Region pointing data
☆ ☆ ☆ ☆ ☆ ☆ ☆
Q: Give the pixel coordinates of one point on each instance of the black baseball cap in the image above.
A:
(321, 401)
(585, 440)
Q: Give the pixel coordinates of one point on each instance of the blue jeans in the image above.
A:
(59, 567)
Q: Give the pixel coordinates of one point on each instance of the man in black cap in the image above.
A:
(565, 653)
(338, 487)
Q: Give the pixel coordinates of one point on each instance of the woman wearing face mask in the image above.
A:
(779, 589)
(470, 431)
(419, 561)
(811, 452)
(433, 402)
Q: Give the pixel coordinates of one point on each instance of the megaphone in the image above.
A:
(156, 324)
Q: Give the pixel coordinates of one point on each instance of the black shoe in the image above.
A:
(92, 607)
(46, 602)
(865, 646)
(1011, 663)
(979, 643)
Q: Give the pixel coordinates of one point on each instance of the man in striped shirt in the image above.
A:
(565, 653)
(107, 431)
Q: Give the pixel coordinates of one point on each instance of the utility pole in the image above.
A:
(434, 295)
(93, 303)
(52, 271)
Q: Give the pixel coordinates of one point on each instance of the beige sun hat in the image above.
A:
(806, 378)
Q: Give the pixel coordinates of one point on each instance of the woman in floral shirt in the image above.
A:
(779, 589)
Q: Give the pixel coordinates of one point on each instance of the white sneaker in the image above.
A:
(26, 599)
☆ ☆ ☆ ☆ ☆ ☆ ☆
Exercise aim - Reproduce the records above in full and with exact wording.

Expected answer -
Q: Give the pixel coordinates of one point on each instance of the black baseball cap in the image above.
A:
(321, 401)
(585, 440)
Q: Give the pixel coordinates of one point on each instance of the blue jeans in the image above.
A:
(59, 567)
Q: Give the pixel coordinates of one point on each instance of the man in black cap in the image above.
A:
(565, 653)
(338, 487)
Q: Give the pixel coordinates of one point on each instance of the woman wearing face mask in the image above.
A:
(779, 589)
(470, 431)
(419, 561)
(811, 452)
(433, 402)
Q: Give the pixel coordinates of one point on each instance of the megaphone in the image above.
A:
(156, 324)
Q: Give the pixel coordinates of one point on each instance of the black shoe in the image above.
A:
(92, 607)
(46, 602)
(865, 646)
(1011, 663)
(979, 643)
Q: Give the pixel coordinates of one point on each instance of the man in striped shirt in the image above.
A:
(565, 653)
(107, 431)
Q: Give the pixel coordinates of one point on each instance of the utility pole in the image above.
A:
(434, 295)
(93, 303)
(52, 271)
Q: Give the pixel coordinates of one point on each instance of the beige sun hat in the image above.
A:
(806, 378)
Q: Give the pixel coordinates of one point on each instance of the woman in floral shirt in the image above.
A:
(779, 589)
Q: Give the pixel coordinates of one point on each instance of the white sneaker in the image above.
A:
(26, 599)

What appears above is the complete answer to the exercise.